2013 TAX QUARTERLY PAYMENTS
Although April 15 is the deadline for paying taxes on income from the prior year, the IRS does impose a penalty for failing to pay taxes throughout the year. Most taxpayers don’t incur this penalty if they owe less than $ 1,000 when filing their tax returns.
No penalty is assessed if withholding of income tax from wages equals at least 90 percent of the current year tax liability or 100 percent of the tax shown on the prior year return, whichever is smaller. But individuals with significant income from sources that don’t have withholding are required to pay estimated tax payments.
These payments are submitted four times per year. The payments are usually for equal amounts in order to avoid the penalty. However, a taxpayer with fluctuating income throughout the year may send unequal payments. To avoid the penalty, Form 2210 is filed to report income per quarterly period.
Business owners commonly have questions about quarterly estimated tax payments. This is especially true of new entrepreneurs and those with fluctuating income relative to the prior year. These individuals are common clients of a registered tax agent such as an IRS enrolled agent. Enrolled Agent CPE tackles business owner questions and preparation of Form 2210.
As long as an entrepreneur has income, an estimated tax payment is normally required. There is no exception for new business owners. The ideal system for an entrepreneur is using the known tax from last year to determine the quarterly installments for this year. However, a business with rising income will still owe tax by April 15-even if it’s free of penalty for underpayment of estimated tax.

DATASET RECORDS
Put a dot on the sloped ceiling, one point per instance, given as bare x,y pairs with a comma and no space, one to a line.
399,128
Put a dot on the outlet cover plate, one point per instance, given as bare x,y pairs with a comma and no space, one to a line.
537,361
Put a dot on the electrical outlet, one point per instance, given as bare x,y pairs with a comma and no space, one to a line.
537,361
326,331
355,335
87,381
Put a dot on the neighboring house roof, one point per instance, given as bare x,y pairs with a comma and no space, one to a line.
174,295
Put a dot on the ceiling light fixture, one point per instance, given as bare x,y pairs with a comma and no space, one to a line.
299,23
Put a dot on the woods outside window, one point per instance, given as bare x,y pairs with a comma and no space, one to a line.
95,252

...

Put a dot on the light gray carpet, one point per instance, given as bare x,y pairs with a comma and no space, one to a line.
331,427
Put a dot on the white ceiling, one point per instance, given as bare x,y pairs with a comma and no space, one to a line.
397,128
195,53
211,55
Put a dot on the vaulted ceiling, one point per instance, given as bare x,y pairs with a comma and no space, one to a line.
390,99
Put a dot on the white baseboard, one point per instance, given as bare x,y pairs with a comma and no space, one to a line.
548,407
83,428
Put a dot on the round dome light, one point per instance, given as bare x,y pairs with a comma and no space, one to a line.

WHAT TO WORK ON
[A] Collect every line of the records that contains the string "bare", treating uppercase and lowercase as different.
[B] Carry on the text on 2013 quarterly estimated tax payments from the point where it ends.

PER-TASK ANSWERS
[A]
Put a dot on the sloped ceiling, one point per instance, given as bare x,y pairs with a comma and no space, one to a line.
Put a dot on the outlet cover plate, one point per instance, given as bare x,y pairs with a comma and no space, one to a line.
Put a dot on the electrical outlet, one point per instance, given as bare x,y pairs with a comma and no space, one to a line.
Put a dot on the neighboring house roof, one point per instance, given as bare x,y pairs with a comma and no space, one to a line.
Put a dot on the ceiling light fixture, one point per instance, given as bare x,y pairs with a comma and no space, one to a line.
Put a dot on the woods outside window, one point per instance, given as bare x,y pairs with a comma and no space, one to a line.
Put a dot on the light gray carpet, one point per instance, given as bare x,y pairs with a comma and no space, one to a line.
Put a dot on the white ceiling, one point per instance, given as bare x,y pairs with a comma and no space, one to a line.
Put a dot on the vaulted ceiling, one point per instance, given as bare x,y pairs with a comma and no space, one to a line.
Put a dot on the white baseboard, one point per instance, given as bare x,y pairs with a comma and no space, one to a line.
Put a dot on the round dome light, one point per instance, given as bare x,y pairs with a comma and no space, one to a line.

[B]
Conversely, a business with declining income may wish to not pay last year’s amount because a lower tax bill is anticipated this year. In that case, the proprietor should estimate his income for this year, determine the tax, and pay this in four equal payments.
A tax professional, such as an EA can provide the tax calculation. In addition, enrolled agent CPE requirements provide knowledge for monitoring income and refining the tax projection each quarter. If Form 2210 is eventually required, the tax CPE completed by the EA renders competence for this procedure.
Estimated tax payments are also common for individuals with substantial income from rental properties, interest, dividends, or capital gains. In some cases, a taxpayer has a single non-recurring source of income in one quarter that requires calculation of an estimated tax payment. Such cases normally also require completion of Form 2210 to avoid a penalty.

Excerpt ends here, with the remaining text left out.